(Rows from a dataset)
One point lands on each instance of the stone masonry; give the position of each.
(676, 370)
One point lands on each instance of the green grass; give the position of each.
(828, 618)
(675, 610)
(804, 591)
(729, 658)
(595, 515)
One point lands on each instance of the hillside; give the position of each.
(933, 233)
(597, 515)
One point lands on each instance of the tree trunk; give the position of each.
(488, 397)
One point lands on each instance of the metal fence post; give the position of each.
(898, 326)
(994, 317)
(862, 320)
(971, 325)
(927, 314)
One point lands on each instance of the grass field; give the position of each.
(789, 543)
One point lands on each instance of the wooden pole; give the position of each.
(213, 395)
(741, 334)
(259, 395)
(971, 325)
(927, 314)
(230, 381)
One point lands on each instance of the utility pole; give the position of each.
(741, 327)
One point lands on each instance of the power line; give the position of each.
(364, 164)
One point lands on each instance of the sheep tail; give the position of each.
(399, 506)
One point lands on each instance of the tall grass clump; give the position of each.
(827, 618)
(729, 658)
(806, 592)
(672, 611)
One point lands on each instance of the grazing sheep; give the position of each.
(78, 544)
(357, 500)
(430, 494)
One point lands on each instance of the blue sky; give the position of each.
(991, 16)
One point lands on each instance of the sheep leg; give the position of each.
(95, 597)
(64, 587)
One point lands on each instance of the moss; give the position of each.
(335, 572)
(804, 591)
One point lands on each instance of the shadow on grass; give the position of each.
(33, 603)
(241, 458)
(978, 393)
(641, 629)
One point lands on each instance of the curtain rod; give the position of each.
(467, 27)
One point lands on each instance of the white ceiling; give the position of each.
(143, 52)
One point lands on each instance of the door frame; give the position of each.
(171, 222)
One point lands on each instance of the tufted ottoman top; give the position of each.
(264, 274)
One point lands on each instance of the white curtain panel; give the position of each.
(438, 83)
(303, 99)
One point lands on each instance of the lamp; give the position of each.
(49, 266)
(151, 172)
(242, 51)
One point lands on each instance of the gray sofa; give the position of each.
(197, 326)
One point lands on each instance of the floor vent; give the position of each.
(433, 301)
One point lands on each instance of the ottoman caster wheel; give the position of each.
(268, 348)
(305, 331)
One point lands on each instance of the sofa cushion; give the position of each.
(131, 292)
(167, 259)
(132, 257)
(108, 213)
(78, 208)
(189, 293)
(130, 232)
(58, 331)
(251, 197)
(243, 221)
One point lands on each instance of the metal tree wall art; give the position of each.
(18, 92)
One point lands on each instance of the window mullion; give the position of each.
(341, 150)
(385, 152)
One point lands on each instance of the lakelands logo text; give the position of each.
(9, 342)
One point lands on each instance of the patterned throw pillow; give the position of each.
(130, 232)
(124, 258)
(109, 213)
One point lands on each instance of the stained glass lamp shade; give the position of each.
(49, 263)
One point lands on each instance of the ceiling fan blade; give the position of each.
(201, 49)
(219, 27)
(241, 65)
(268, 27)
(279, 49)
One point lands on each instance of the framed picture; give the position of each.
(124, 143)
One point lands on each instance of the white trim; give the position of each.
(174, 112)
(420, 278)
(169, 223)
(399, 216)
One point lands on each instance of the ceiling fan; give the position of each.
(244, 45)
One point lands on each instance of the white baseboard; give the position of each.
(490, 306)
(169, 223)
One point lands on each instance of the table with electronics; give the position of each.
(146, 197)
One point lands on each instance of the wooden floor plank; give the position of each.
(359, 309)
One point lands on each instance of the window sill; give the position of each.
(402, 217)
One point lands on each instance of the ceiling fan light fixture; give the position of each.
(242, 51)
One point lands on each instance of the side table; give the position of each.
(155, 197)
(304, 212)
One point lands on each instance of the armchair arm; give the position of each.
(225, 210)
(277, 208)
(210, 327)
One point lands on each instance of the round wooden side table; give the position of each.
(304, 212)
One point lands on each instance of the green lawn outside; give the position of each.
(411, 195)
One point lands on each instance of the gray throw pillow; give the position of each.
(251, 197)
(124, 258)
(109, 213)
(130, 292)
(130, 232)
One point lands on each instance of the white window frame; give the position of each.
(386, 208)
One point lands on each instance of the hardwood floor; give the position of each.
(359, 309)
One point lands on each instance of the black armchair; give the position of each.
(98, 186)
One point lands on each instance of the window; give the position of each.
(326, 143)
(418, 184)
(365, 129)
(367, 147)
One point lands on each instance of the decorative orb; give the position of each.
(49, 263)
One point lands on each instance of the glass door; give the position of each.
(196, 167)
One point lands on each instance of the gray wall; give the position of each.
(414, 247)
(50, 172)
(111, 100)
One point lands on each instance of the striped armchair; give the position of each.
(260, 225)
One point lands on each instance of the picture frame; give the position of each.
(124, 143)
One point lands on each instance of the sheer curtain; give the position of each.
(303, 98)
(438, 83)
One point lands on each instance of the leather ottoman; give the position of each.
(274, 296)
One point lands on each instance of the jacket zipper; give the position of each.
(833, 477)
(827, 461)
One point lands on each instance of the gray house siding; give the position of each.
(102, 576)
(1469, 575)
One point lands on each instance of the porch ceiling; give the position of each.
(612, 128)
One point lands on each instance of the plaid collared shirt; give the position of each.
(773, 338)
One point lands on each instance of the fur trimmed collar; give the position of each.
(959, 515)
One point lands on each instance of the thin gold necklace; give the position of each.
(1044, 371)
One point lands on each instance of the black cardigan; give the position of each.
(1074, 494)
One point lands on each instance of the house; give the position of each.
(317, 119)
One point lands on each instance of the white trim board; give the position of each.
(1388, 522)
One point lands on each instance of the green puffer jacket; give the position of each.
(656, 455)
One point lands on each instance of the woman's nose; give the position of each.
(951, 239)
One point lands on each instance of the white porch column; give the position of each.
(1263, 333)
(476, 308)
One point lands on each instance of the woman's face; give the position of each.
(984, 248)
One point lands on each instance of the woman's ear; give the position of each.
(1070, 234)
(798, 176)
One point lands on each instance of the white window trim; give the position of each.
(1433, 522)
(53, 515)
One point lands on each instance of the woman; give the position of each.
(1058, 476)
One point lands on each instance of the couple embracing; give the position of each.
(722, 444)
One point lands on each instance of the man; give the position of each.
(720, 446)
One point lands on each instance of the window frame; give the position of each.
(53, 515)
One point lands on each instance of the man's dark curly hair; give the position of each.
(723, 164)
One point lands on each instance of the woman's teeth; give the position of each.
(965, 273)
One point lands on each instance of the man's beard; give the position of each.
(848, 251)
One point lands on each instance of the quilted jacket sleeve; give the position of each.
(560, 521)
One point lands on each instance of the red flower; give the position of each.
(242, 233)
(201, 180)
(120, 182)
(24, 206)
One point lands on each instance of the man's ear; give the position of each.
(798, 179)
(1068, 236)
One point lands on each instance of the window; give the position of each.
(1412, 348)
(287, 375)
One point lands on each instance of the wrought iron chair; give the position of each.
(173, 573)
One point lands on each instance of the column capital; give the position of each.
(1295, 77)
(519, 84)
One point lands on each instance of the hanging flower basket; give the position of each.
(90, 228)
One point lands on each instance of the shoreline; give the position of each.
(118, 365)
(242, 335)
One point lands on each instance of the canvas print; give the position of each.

_Request_
Write each line above out exactly.

_Solution below_
One point lands on each instance of the stone masonry; give the position of each.
(676, 370)
One point lands on each instance of the green grass; give the position of each.
(828, 618)
(675, 610)
(804, 591)
(729, 658)
(595, 515)
One point lands on each instance of the hillside; give the position of each.
(933, 233)
(597, 515)
One point lands on each instance of the tree trunk; give the position of each.
(488, 397)
One point lands on each instance of the metal fence post; give the position of each.
(898, 326)
(994, 317)
(862, 320)
(971, 325)
(927, 314)
One point lands on each instance of the grass field; give the position of each.
(789, 543)
One point lands on each instance of the wooden pole; give the position of each.
(213, 395)
(741, 334)
(259, 395)
(971, 325)
(927, 314)
(230, 381)
One point lands on each instance of the utility pole; give the position of each.
(741, 327)
One point lands on each instance of the power line; give the position of each.
(364, 164)
One point lands on each instance of the sheep tail; give the position of each.
(399, 506)
One point lands on each instance of the tall grass clump; give the position of each.
(827, 618)
(729, 658)
(806, 592)
(672, 611)
One point lands on each instance of the grazing sheep; give the position of each.
(78, 544)
(357, 500)
(430, 494)
One point lands on each instance of the blue sky; give the position of each.
(991, 16)
One point lands on each instance of the sheep leg; give the position of each.
(95, 597)
(64, 587)
One point lands on each instance of the moss; give the position of each.
(335, 572)
(804, 591)
One point lands on each instance of the shadow on grass; give the position of each.
(33, 603)
(241, 458)
(978, 393)
(641, 629)
One point lands on each instance of the curtain rod; give the position of each.
(467, 27)
One point lands on each instance of the white ceiling; give the position of each.
(143, 52)
One point lands on each instance of the door frame; give the position of each.
(171, 222)
One point lands on each instance of the tufted ottoman top; give the position of each.
(264, 274)
One point lands on each instance of the white curtain panel; give the position of each.
(438, 83)
(303, 99)
One point lands on each instance of the lamp; give the position of each.
(49, 266)
(151, 172)
(242, 51)
One point lands on each instance of the gray sofa; give the position of each.
(197, 326)
One point lands on each instance of the floor vent; give the position of each.
(433, 301)
One point lands on each instance of the ottoman caster wheel; give the position of each.
(268, 348)
(305, 331)
One point lands on each instance of the sofa cushion; give the position of each.
(131, 292)
(167, 259)
(132, 257)
(108, 213)
(78, 208)
(189, 293)
(130, 232)
(58, 331)
(251, 197)
(243, 221)
One point lands on each instance of the metal tree wall art; give the position of each.
(18, 92)
One point lands on each instance of the window mullion; give the position of each.
(341, 150)
(385, 152)
One point lands on each instance of the lakelands logo text; give the position of each.
(9, 342)
One point lands on each instance of the patterned throw pillow; give the position of each.
(130, 232)
(124, 258)
(109, 213)
One point lands on each instance of the stained glass lamp shade; give the position of each.
(49, 263)
One point lands on each instance of the ceiling fan blade; give the position of each.
(201, 49)
(219, 27)
(241, 65)
(268, 27)
(279, 49)
One point lands on each instance of the framed picture; give the position of each.
(124, 143)
One point lands on each instance of the white trim; give the position of each.
(174, 112)
(420, 278)
(169, 223)
(399, 216)
One point lands on each instance of the ceiling fan; give the position of each.
(244, 45)
One point lands on each instance of the white baseboard; give the position of each.
(490, 306)
(169, 223)
One point lands on each instance of the table with electronics; give the position of each.
(146, 197)
One point lands on each instance of the wooden floor plank; give the position of each.
(359, 309)
One point lands on each instance of the window sill; give the position of each.
(402, 217)
One point lands on each instance of the ceiling fan light fixture; give the position of each.
(242, 51)
One point lands on each instance of the side table; give the position of each.
(155, 197)
(304, 212)
One point lands on each instance of the armchair arm; give the position of each.
(225, 210)
(277, 208)
(210, 327)
One point lands on each instance of the round wooden side table; give the position of each.
(304, 212)
One point lands on each instance of the green lawn outside; give the position of each.
(411, 195)
One point lands on each instance of the gray throw pillow; give the position of each.
(251, 197)
(124, 258)
(109, 213)
(130, 292)
(130, 232)
One point lands on each instance of the white window frame; give the position of each.
(386, 208)
One point lands on each instance of the hardwood floor; give the position of each.
(359, 309)
One point lands on each instance of the black armchair; give the position of each.
(98, 186)
One point lands on each instance of the window; give the position of each.
(326, 143)
(418, 184)
(365, 129)
(367, 147)
One point lands on each instance of the decorative orb; give the position of each.
(49, 263)
One point lands on each instance of the glass door; give the position of each.
(196, 167)
One point lands on each instance of the gray wall; give the position of each.
(414, 247)
(50, 172)
(111, 100)
One point lands on each instance of the striped armchair; give the position of each.
(260, 225)
One point lands on each instance of the picture frame; give the position of each.
(124, 143)
One point lands on each instance of the sheer curtain; give the position of each.
(303, 98)
(438, 83)
One point lands on each instance of the leather ottoman; give the position of each.
(274, 296)
One point lands on each instance of the jacket zipper; give the position of each.
(833, 477)
(827, 461)
One point lands on each instance of the gray house siding; give the position of each.
(102, 576)
(1469, 575)
One point lands on each instance of the porch ceiling; give the position of each.
(612, 128)
One point lands on each instance of the plaid collared shirt; give the position of each.
(773, 338)
One point lands on each instance of the fur trimmed collar; give the position of each.
(959, 515)
One point lands on each instance of the thin gold necklace; give the position of each.
(1044, 371)
One point lands on each instance of the black cardigan; give the position of each.
(1074, 494)
One point lands on each instance of the house; give the position of each.
(317, 119)
One point lands on each instance of the white trim board; give the position of each.
(1388, 522)
One point lands on each instance of the green puffer jacket; give the position of each.
(656, 455)
One point lands on each instance of the woman's nose; give the position of each.
(951, 239)
One point lands on each instance of the white porch column; give the position of each.
(1263, 333)
(476, 308)
One point lands on each instance of the woman's face; give the position of each.
(984, 248)
One point lands on each instance of the woman's ear; give the position of each.
(1070, 234)
(798, 176)
One point lands on each instance of the white window trim; give the position of each.
(1433, 522)
(53, 515)
One point lands on each instance of the woman; give the position of each.
(1058, 476)
One point lands on each instance of the couple embracing; give the position of each.
(722, 444)
One point lands on each instance of the man; give the position of each.
(720, 446)
One point lands on each instance of the window frame; give the position of each.
(53, 515)
One point lands on each instance of the man's dark curly hair; give the position of each.
(723, 164)
One point lands on each instance of the woman's teeth; give the position of each.
(965, 273)
One point lands on each instance of the man's beard; give the position of each.
(848, 251)
One point lands on each instance of the quilted jacket sleeve; give the position of each.
(560, 521)
One point lands on each instance of the red flower; give the position of each.
(242, 233)
(201, 180)
(120, 182)
(24, 206)
One point lands on each instance of the man's ear; give the position of each.
(798, 179)
(1068, 236)
One point lands on each instance of the window; give the position of each.
(1412, 348)
(287, 375)
One point lands on each instance of the wrought iron chair; give the position of each.
(173, 573)
One point lands on each instance of the column capital; give the position of each.
(1295, 77)
(519, 84)
One point lands on each instance of the hanging flower basket; give the position of each.
(90, 228)
One point lands on each instance of the shoreline; give the position of each.
(118, 365)
(242, 335)
One point lands on each instance of the canvas print; give the position of each.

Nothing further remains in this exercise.